# I just hit my index finger three times in a row...



## Christopher LaCow (Dec 2, 2015)

I am new to slingshotting and have read up on a slow, good release but have still hit my finger three times... Quite painful.... Is it because i am using irregular shaped rocks?


----------



## Imperial (Feb 9, 2011)

tried for 4? on the bright side, at least you hit something other than your slingshot.

try rounder , smoother rocks. if you still hit your finger, then it could be other variables.


----------



## Phoul Mouth (Jan 6, 2015)

What slingshot are you using? Picture?

Are you shooting TTF or OTF?

What's the fork gap?

What grip are you using? Hammer, pinch, or thumb support?

As a rule, irregular rocks are a terrible idea for shooting, actually rocks in general are bad as far as I am concerned.


----------



## Christopher LaCow (Dec 2, 2015)

OTF, pinch grip, fork gap maybe 4-5cm. I was thinking of making a new slingshot that was hammer grip style with a larger fork gap. It's the tom ergo design. I figured it could be the rocks... I just wanted to try something while the steel balls get shipped.


----------



## MakeSlingshots (Jul 16, 2015)

ouch I know that hurts, I was shooting a golf ball sized one once and A HUGE rock came back and knocked the wind out of me. I was actually bleeding form the impact.


----------



## Christopher LaCow (Dec 2, 2015)

Yeah the third time drew blood and that's when i stopped.


----------



## treefork (Feb 1, 2010)

Christopher LaCow said:


> Yeah the third time drew blood and that's when i stopped.


Time to take a step back and regroup . You need to regain your confidence back , Grab a bag of marbles instead of rocks . You need to make sure the ammo clears the top of the forks down the center .

****************

> **WORK TO DO**:
a) In the slingshot thread, what does treefork suggest grabbing instead of rocks?
b) Reproduce the part of the slingshot thread that opens with the words containing "I am new to" and closes with "(Feb 9, 2011)".

****************

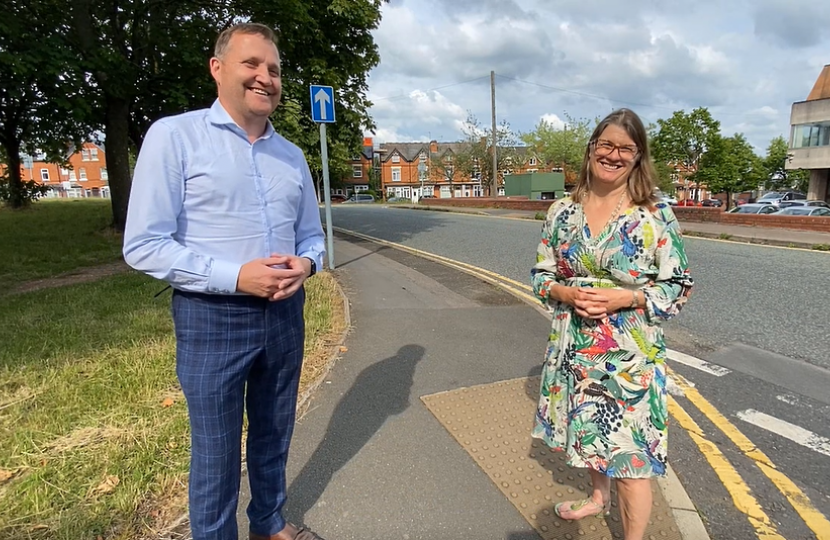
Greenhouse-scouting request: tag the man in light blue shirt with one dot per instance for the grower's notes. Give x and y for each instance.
(224, 209)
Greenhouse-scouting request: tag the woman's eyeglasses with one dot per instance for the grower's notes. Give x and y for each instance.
(605, 148)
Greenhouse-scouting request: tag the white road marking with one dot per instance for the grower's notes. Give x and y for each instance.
(789, 400)
(792, 432)
(697, 363)
(673, 388)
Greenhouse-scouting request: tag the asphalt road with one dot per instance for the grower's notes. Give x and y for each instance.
(758, 311)
(774, 299)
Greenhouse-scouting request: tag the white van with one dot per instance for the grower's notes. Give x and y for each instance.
(359, 198)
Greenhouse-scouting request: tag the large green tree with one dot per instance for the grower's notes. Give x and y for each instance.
(561, 147)
(480, 142)
(729, 166)
(778, 177)
(44, 99)
(684, 138)
(148, 58)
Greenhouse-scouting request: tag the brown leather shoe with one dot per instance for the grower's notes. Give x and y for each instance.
(289, 532)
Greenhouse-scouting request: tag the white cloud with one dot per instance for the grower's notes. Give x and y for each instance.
(584, 59)
(555, 122)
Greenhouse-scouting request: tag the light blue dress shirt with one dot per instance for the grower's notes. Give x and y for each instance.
(205, 201)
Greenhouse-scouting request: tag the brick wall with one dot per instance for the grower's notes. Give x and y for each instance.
(716, 215)
(512, 203)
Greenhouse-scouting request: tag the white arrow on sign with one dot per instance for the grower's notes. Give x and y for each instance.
(322, 97)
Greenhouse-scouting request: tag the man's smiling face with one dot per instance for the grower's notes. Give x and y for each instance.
(248, 77)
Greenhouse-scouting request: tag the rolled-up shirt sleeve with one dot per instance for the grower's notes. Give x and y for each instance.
(308, 229)
(156, 200)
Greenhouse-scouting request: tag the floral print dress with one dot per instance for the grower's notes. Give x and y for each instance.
(603, 391)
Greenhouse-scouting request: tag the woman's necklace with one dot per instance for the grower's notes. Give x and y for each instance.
(592, 240)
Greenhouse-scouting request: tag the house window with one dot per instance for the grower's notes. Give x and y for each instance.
(810, 135)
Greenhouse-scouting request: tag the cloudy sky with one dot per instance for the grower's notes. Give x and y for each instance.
(746, 60)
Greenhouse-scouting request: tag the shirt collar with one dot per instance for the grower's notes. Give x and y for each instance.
(220, 117)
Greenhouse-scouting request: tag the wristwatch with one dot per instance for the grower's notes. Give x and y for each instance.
(313, 266)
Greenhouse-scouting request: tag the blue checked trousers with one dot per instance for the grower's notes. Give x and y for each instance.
(235, 353)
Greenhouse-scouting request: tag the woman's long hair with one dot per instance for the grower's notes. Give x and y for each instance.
(643, 178)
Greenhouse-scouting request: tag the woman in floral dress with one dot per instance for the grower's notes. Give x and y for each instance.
(611, 267)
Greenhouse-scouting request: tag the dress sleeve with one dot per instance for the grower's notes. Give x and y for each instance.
(547, 270)
(668, 292)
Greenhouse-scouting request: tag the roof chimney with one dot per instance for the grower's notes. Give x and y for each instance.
(821, 90)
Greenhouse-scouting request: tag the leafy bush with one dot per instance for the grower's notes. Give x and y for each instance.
(28, 192)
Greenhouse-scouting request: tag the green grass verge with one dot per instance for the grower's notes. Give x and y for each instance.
(87, 445)
(53, 237)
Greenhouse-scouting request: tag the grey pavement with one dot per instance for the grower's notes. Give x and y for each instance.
(368, 460)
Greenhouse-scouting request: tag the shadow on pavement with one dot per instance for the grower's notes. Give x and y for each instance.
(379, 392)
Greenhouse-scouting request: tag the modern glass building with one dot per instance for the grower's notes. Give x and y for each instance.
(810, 137)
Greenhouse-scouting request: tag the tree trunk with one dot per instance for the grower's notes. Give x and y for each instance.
(118, 158)
(16, 196)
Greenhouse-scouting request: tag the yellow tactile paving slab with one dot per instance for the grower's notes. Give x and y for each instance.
(492, 423)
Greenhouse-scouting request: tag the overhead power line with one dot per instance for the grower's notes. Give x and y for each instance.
(596, 96)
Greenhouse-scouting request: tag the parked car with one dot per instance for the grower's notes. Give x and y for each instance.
(359, 198)
(753, 208)
(812, 202)
(804, 211)
(688, 202)
(777, 197)
(661, 197)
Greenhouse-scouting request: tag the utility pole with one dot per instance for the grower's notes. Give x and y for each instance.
(495, 188)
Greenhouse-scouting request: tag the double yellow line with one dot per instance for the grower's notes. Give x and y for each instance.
(740, 492)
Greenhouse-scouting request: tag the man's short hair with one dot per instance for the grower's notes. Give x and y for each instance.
(243, 28)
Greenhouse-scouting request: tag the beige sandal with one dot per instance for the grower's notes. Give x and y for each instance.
(575, 506)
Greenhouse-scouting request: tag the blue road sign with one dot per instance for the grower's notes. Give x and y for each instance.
(322, 104)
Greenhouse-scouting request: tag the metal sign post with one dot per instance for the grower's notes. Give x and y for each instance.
(322, 112)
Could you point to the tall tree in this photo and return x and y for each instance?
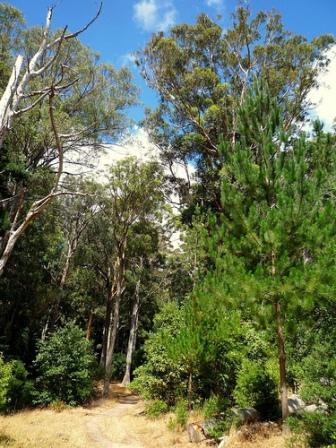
(33, 146)
(201, 74)
(275, 231)
(132, 196)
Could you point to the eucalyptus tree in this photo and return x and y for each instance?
(61, 99)
(132, 197)
(201, 73)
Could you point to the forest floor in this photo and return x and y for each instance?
(117, 422)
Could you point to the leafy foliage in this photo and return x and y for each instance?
(65, 365)
(257, 388)
(156, 408)
(16, 390)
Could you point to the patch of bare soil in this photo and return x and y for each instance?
(117, 422)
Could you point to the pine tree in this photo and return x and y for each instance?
(273, 243)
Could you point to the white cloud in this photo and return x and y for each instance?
(214, 3)
(128, 59)
(324, 97)
(155, 15)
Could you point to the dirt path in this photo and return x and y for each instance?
(126, 405)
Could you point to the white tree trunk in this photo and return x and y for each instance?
(133, 335)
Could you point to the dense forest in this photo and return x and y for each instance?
(240, 314)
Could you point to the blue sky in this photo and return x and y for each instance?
(126, 25)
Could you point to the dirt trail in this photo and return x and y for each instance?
(126, 405)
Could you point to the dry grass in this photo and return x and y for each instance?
(45, 428)
(116, 422)
(258, 435)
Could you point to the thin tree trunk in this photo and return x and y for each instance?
(107, 325)
(89, 326)
(111, 344)
(282, 362)
(118, 289)
(190, 391)
(281, 351)
(132, 337)
(54, 310)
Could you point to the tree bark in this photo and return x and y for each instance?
(89, 326)
(190, 391)
(133, 335)
(107, 325)
(117, 290)
(282, 361)
(111, 344)
(281, 350)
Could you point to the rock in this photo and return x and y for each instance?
(224, 442)
(246, 415)
(295, 404)
(321, 407)
(195, 433)
(208, 426)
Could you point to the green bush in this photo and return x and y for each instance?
(119, 365)
(257, 388)
(317, 382)
(181, 413)
(15, 389)
(65, 365)
(213, 406)
(156, 408)
(160, 377)
(319, 428)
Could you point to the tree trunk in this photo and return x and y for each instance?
(112, 336)
(282, 361)
(133, 334)
(117, 290)
(190, 391)
(89, 326)
(281, 350)
(107, 326)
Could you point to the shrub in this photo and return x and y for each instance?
(256, 387)
(15, 389)
(319, 429)
(179, 421)
(160, 377)
(213, 406)
(317, 382)
(181, 413)
(119, 365)
(156, 408)
(65, 365)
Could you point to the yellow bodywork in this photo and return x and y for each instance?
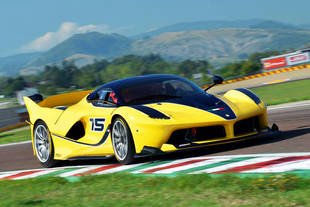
(146, 131)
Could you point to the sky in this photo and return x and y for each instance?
(37, 25)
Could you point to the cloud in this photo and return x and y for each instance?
(66, 30)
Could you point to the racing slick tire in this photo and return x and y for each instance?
(43, 144)
(122, 141)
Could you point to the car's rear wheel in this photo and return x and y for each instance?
(122, 141)
(43, 144)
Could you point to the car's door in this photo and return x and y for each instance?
(88, 121)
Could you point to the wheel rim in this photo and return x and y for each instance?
(42, 144)
(120, 140)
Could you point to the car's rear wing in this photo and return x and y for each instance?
(66, 99)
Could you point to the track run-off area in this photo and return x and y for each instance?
(286, 152)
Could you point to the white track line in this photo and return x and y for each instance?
(236, 164)
(79, 171)
(37, 174)
(284, 167)
(14, 143)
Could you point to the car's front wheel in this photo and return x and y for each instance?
(122, 141)
(43, 144)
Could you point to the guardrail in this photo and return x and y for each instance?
(282, 70)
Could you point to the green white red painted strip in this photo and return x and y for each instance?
(244, 164)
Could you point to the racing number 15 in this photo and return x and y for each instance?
(97, 124)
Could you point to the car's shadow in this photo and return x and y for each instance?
(209, 150)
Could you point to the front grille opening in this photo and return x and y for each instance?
(184, 136)
(246, 126)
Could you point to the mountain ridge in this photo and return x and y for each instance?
(216, 41)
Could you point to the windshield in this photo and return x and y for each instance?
(157, 90)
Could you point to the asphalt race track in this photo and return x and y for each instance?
(292, 119)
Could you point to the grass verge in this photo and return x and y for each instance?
(284, 92)
(16, 135)
(133, 190)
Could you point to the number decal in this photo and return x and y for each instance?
(97, 124)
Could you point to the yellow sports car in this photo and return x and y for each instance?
(140, 116)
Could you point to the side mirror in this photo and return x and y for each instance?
(217, 79)
(92, 97)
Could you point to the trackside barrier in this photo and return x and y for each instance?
(282, 70)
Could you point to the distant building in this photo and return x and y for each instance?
(25, 92)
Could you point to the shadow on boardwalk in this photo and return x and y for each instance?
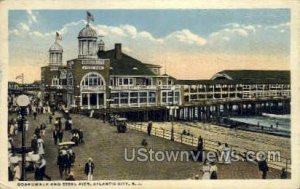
(107, 147)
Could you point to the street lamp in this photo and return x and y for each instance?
(172, 113)
(23, 101)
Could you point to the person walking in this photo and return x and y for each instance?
(213, 171)
(50, 118)
(55, 136)
(34, 115)
(89, 169)
(149, 128)
(17, 172)
(40, 145)
(60, 135)
(70, 177)
(206, 170)
(42, 169)
(61, 162)
(227, 154)
(68, 160)
(263, 167)
(34, 144)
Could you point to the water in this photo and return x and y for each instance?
(266, 120)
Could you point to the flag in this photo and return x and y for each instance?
(58, 36)
(20, 76)
(89, 16)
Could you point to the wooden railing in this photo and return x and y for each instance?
(210, 145)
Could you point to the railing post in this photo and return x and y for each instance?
(192, 140)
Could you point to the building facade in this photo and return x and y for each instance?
(100, 79)
(107, 80)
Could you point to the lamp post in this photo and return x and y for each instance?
(23, 101)
(172, 114)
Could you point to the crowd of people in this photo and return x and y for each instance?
(36, 161)
(35, 157)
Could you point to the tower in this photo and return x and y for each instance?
(87, 39)
(55, 54)
(101, 45)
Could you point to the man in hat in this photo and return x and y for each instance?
(61, 162)
(42, 169)
(89, 169)
(149, 128)
(17, 172)
(70, 177)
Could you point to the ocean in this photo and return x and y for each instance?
(281, 123)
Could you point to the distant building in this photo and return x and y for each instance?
(238, 84)
(99, 79)
(111, 80)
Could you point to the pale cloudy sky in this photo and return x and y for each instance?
(191, 44)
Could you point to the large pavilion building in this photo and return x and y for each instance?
(99, 79)
(112, 81)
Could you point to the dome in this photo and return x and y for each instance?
(87, 32)
(56, 47)
(101, 42)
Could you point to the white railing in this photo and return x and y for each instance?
(134, 87)
(208, 144)
(92, 88)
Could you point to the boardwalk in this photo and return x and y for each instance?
(106, 147)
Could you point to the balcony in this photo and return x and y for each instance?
(134, 87)
(92, 88)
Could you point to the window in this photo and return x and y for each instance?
(152, 97)
(159, 82)
(170, 97)
(115, 98)
(134, 97)
(125, 81)
(143, 97)
(92, 79)
(70, 79)
(55, 81)
(124, 97)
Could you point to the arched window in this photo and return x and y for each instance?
(92, 79)
(70, 79)
(55, 81)
(159, 82)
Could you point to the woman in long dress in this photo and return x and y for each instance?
(227, 154)
(40, 144)
(206, 170)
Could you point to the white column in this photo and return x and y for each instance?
(88, 95)
(97, 100)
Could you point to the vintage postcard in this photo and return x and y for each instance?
(132, 94)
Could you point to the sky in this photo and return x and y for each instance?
(187, 43)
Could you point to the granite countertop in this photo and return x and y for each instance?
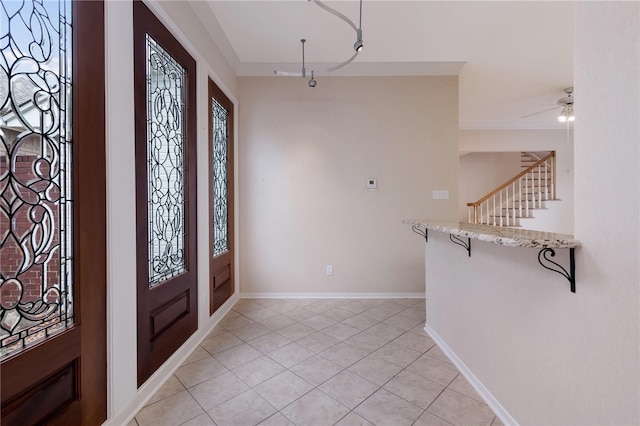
(512, 237)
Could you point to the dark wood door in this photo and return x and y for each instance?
(52, 214)
(165, 132)
(220, 197)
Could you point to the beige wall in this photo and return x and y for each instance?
(305, 155)
(541, 354)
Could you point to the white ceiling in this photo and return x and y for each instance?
(513, 57)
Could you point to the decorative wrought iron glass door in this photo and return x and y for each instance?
(221, 284)
(52, 212)
(165, 122)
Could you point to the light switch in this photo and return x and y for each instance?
(440, 194)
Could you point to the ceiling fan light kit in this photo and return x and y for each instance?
(357, 47)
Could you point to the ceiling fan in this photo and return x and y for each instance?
(566, 103)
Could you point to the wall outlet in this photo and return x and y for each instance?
(440, 194)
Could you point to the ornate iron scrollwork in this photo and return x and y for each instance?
(459, 241)
(36, 232)
(220, 167)
(166, 169)
(570, 276)
(422, 232)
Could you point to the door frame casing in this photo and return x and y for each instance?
(228, 258)
(152, 354)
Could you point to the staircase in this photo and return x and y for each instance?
(521, 195)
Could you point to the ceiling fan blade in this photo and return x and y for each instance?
(540, 112)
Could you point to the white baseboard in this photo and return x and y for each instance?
(332, 295)
(491, 401)
(157, 379)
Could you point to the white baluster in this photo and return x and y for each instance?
(520, 195)
(500, 205)
(526, 186)
(494, 209)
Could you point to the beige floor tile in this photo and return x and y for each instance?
(360, 321)
(416, 342)
(171, 411)
(283, 389)
(290, 355)
(352, 419)
(428, 419)
(246, 305)
(220, 342)
(269, 342)
(277, 322)
(461, 410)
(199, 371)
(217, 390)
(396, 354)
(318, 322)
(349, 388)
(258, 370)
(261, 314)
(497, 422)
(251, 332)
(415, 389)
(315, 408)
(434, 369)
(436, 352)
(300, 314)
(317, 342)
(170, 387)
(338, 314)
(201, 420)
(385, 408)
(386, 331)
(403, 323)
(375, 370)
(248, 408)
(366, 341)
(414, 313)
(198, 353)
(461, 385)
(340, 331)
(343, 354)
(316, 370)
(377, 313)
(296, 331)
(277, 420)
(235, 323)
(238, 355)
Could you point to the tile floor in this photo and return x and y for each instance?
(318, 362)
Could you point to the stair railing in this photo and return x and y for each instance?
(515, 198)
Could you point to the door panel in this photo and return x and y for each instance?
(221, 254)
(53, 214)
(165, 123)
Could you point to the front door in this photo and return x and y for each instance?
(52, 213)
(165, 129)
(220, 197)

****************

> **EXPECTED OUTPUTS**:
a) A bag of marbles.

b)
I am new to slingshotting and have read up on a slow, good release but have still hit my finger three times... Quite painful.... Is it because i am using irregular shaped rocks?


----------



## Imperial (Feb 9, 2011)